### What you are asked to do
Both the line containing "TARGET = smooth gray stone" and the last line of the listing are included: write out exactly the lines from one to the other.

### Record excerpts
★ ★ ★

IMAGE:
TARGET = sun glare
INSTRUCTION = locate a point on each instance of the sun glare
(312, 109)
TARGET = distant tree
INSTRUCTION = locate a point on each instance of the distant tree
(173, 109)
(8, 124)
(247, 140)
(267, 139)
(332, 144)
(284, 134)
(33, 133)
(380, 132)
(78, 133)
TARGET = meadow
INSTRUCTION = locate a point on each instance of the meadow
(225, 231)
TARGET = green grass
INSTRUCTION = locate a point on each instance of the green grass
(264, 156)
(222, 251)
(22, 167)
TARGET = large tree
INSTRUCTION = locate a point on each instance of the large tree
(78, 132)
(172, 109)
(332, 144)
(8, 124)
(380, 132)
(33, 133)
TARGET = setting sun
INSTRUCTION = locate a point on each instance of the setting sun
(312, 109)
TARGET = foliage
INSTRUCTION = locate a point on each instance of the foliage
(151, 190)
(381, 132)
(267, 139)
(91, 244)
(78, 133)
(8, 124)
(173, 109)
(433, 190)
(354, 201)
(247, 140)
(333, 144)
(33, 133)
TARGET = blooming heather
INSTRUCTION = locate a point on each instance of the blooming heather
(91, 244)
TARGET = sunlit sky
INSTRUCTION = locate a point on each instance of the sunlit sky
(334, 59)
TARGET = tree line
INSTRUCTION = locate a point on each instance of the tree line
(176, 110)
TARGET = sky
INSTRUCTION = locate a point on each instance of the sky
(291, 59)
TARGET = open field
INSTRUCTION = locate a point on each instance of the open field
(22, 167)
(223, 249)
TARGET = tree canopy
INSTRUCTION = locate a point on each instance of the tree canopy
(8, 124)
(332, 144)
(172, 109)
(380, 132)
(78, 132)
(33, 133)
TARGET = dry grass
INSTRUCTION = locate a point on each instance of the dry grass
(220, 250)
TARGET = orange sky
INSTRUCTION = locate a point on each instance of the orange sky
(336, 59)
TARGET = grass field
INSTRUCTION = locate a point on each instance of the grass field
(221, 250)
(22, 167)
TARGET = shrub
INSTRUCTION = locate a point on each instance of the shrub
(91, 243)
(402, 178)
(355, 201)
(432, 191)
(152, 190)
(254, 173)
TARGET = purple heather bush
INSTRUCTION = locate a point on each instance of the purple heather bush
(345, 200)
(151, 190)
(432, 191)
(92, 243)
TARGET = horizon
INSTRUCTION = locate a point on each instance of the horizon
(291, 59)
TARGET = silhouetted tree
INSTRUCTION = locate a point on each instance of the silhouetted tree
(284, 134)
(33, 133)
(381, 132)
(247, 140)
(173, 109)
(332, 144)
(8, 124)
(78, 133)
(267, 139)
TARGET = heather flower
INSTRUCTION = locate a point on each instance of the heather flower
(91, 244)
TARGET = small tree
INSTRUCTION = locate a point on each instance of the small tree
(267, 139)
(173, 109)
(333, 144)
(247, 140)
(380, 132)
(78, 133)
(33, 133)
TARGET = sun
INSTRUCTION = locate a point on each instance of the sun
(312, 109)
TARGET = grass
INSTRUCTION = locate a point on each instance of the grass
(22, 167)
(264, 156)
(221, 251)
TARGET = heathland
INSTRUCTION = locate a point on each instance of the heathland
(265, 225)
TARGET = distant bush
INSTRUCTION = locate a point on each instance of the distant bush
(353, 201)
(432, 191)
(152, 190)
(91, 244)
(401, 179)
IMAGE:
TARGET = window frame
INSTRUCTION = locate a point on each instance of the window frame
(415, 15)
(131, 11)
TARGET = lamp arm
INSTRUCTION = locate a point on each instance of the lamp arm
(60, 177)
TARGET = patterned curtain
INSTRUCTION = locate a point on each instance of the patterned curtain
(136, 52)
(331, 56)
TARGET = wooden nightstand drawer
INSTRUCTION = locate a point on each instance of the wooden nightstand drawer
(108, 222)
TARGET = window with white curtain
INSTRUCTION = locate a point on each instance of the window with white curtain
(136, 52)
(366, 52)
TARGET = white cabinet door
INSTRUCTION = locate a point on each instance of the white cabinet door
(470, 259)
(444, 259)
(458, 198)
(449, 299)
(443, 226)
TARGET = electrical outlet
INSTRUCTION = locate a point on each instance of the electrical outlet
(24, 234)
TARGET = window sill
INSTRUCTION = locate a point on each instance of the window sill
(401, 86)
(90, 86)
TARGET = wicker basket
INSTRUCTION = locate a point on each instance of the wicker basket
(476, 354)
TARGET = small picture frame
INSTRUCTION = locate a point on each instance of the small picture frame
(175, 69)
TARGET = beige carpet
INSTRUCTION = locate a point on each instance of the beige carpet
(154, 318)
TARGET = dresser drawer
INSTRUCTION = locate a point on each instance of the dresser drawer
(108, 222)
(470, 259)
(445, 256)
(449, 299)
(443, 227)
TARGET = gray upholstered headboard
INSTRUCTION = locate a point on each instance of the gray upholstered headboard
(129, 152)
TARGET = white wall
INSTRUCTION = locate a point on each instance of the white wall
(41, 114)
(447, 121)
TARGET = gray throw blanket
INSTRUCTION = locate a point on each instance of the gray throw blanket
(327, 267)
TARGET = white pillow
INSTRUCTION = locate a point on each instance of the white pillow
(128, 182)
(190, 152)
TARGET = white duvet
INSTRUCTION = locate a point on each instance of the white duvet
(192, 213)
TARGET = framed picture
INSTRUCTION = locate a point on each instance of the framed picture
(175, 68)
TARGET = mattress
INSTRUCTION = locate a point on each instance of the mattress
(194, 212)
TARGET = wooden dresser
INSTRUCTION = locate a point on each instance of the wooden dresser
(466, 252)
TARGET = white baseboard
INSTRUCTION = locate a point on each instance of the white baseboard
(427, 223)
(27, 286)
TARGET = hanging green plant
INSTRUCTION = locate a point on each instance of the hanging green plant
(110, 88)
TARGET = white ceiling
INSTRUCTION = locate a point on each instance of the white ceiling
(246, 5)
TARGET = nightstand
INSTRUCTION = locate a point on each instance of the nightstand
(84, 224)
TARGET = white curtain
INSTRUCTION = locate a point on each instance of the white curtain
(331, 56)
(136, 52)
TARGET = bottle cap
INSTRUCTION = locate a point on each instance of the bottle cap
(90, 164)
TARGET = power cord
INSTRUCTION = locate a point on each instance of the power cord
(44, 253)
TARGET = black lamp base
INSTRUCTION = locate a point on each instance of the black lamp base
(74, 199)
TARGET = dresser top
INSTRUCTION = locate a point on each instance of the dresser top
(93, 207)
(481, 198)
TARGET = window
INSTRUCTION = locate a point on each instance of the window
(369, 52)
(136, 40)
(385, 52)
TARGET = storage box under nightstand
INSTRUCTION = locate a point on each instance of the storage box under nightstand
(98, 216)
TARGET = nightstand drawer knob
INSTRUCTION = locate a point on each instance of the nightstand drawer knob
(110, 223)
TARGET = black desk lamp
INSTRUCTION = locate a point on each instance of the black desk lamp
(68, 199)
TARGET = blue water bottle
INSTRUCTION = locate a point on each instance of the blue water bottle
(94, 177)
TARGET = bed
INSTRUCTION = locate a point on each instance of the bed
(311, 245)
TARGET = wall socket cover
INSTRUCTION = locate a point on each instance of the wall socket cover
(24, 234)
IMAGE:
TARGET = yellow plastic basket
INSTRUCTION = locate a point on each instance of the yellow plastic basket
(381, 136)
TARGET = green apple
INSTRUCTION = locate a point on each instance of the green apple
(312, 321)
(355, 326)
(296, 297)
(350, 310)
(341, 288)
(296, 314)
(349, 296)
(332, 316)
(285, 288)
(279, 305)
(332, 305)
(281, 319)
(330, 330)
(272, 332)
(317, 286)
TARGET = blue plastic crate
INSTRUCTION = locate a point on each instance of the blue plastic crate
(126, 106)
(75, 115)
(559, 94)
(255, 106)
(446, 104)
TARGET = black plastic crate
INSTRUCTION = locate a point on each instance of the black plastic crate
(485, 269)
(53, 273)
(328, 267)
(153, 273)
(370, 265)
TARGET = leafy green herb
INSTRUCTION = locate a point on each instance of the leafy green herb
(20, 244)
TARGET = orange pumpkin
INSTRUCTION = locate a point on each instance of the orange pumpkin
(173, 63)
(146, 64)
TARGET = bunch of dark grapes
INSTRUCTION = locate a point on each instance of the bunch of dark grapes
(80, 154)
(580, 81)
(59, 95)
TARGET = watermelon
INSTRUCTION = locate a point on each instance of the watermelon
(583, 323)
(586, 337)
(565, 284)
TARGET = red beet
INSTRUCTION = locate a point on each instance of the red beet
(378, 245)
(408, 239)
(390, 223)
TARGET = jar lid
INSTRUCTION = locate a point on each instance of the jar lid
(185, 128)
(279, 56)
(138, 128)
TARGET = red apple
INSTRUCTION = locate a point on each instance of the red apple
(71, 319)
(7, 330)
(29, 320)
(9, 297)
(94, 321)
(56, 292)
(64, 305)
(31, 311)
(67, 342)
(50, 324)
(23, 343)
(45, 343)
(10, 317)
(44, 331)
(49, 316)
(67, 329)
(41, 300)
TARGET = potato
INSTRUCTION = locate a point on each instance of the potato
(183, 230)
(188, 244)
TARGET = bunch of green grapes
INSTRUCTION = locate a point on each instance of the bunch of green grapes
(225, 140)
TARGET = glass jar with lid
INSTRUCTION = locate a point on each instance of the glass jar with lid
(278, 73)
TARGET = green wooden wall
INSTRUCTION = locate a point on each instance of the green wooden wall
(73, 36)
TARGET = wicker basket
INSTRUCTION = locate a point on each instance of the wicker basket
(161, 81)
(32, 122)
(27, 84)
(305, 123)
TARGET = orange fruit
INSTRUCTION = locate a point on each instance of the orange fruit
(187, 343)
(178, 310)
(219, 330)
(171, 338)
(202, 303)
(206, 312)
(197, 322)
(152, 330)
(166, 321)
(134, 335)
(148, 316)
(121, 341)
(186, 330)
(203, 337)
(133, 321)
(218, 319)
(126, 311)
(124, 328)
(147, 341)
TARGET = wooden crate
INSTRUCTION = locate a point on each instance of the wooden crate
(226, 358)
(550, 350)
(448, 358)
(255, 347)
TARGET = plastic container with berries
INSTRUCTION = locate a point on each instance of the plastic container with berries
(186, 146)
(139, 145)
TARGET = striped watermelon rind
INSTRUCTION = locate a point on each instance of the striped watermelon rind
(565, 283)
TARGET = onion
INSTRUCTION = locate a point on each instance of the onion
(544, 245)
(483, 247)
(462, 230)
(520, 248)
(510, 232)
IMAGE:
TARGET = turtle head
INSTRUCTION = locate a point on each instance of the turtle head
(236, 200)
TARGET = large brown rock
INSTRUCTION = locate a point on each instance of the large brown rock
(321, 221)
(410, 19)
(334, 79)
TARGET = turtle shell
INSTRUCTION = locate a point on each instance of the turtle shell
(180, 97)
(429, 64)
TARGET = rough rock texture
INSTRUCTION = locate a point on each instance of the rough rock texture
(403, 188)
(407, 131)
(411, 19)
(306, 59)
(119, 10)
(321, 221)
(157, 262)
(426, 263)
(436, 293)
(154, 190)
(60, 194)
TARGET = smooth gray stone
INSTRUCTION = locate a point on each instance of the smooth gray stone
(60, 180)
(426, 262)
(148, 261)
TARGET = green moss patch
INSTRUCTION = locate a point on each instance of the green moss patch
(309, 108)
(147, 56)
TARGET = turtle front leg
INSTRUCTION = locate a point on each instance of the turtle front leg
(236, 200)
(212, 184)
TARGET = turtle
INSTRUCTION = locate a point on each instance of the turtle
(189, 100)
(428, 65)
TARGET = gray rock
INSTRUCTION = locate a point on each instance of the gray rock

★ ★ ★

### Full solution
TARGET = smooth gray stone
INSTRUCTION = locate a point on each instance of the smooth gray stone
(60, 180)
(426, 262)
(148, 261)
TARGET = green moss patch
INSTRUCTION = locate a point on each instance of the green moss patch
(309, 108)
(147, 56)
TARGET = turtle front leg
INSTRUCTION = locate a point on each instance of the turtle front leg
(236, 200)
(212, 184)
TARGET = turtle
INSTRUCTION = locate a point on each instance of the turtle
(189, 100)
(428, 65)
TARGET = gray rock
INSTRUCTION = locate a point on each instance of the gray rock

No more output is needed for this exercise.